Detalhes da tarefa: Reproduza integralmente o texto sobre o recuperador-salvador do Montijo, sem qualquer alteração.

Texto para leitura:
Parecendo que não, tem já quatro décadas como militar. Como recuperador-salvador é que são menos. "Estive a maior parte do tempo colocado aqui [no Montijo]. Sempre fui muito ligado ao desporto e achei que isto era uma coisa que iria gostar de fazer, só que pensava na família. Em 2002, divorciei-me, as miúdas ainda eram pequenas, e achei que estava na altura. Nunca pensei foi durar tanto tempo aqui", diz, acrescentando que "já veio tarde" para uma função que ocupa há 20 anos.
Durante estes anos até ganhou uma alcunha: Kevin. O nome surgiu quando estava destacado nos Açores e era dia de aniversário para António Barreiros: "Às escondidas fizeram uma graça de preparar um jantar. Quando veio o bolo tinha lá uma fotografia e eu disse - Onde é que foram arranjar esta fotografia, que eu não tenho nenhuma com o fato antiexposição e de gorro? - Começaram-se a rir e depois fui ver bem e era o Kevin Costner lá do filme."

Dados armazenados
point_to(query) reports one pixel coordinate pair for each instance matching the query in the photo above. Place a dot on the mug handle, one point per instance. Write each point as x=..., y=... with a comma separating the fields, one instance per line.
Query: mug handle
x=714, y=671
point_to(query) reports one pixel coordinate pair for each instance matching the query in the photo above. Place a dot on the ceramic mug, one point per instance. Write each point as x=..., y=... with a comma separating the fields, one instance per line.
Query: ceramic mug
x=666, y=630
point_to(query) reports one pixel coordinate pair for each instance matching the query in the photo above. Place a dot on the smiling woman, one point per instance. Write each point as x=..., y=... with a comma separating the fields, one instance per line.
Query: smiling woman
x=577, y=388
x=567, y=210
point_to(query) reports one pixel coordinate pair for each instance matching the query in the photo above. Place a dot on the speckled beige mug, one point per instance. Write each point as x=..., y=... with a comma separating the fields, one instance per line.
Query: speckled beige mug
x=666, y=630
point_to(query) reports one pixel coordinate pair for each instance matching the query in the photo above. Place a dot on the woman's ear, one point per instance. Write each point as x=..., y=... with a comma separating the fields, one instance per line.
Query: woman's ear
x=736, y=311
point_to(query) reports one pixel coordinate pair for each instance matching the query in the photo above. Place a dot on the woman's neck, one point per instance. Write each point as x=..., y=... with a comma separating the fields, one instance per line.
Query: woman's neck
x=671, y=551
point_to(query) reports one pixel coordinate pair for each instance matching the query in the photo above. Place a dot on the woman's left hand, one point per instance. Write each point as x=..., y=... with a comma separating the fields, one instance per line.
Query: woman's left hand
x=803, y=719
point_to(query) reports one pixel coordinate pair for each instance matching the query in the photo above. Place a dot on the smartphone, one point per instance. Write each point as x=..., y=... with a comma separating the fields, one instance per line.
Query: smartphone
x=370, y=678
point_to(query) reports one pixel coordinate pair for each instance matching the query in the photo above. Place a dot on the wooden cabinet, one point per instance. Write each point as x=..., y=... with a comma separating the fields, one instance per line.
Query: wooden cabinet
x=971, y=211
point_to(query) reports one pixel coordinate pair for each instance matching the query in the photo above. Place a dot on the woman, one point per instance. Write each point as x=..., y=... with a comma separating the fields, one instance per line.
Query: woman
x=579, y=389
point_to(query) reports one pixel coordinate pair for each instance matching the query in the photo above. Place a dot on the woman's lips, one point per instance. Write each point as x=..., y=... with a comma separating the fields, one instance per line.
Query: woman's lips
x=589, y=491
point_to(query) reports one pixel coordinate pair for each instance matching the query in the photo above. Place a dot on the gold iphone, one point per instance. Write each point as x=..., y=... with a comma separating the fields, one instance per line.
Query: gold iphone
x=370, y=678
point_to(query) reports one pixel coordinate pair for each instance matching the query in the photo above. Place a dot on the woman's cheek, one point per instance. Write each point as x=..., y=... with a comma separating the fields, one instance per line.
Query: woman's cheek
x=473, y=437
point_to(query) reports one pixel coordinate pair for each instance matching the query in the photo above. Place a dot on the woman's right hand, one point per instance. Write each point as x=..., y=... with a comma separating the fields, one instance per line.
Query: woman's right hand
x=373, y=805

Resposta da tarefa:
Parecendo que não, tem já quatro décadas como militar. Como recuperador-salvador é que são menos. "Estive a maior parte do tempo colocado aqui [no Montijo]. Sempre fui muito ligado ao desporto e achei que isto era uma coisa que iria gostar de fazer, só que pensava na família. Em 2002, divorciei-me, as miúdas ainda eram pequenas, e achei que estava na altura. Nunca pensei foi durar tanto tempo aqui", diz, acrescentando que "já veio tarde" para uma função que ocupa há 20 anos.
Durante estes anos até ganhou uma alcunha: Kevin. O nome surgiu quando estava destacado nos Açores e era dia de aniversário para António Barreiros: "Às escondidas fizeram uma graça de preparar um jantar. Quando veio o bolo tinha lá uma fotografia e eu disse - Onde é que foram arranjar esta fotografia, que eu não tenho nenhuma com o fato antiexposição e de gorro? - Começaram-se a rir e depois fui ver bem e era o Kevin Costner lá do filme."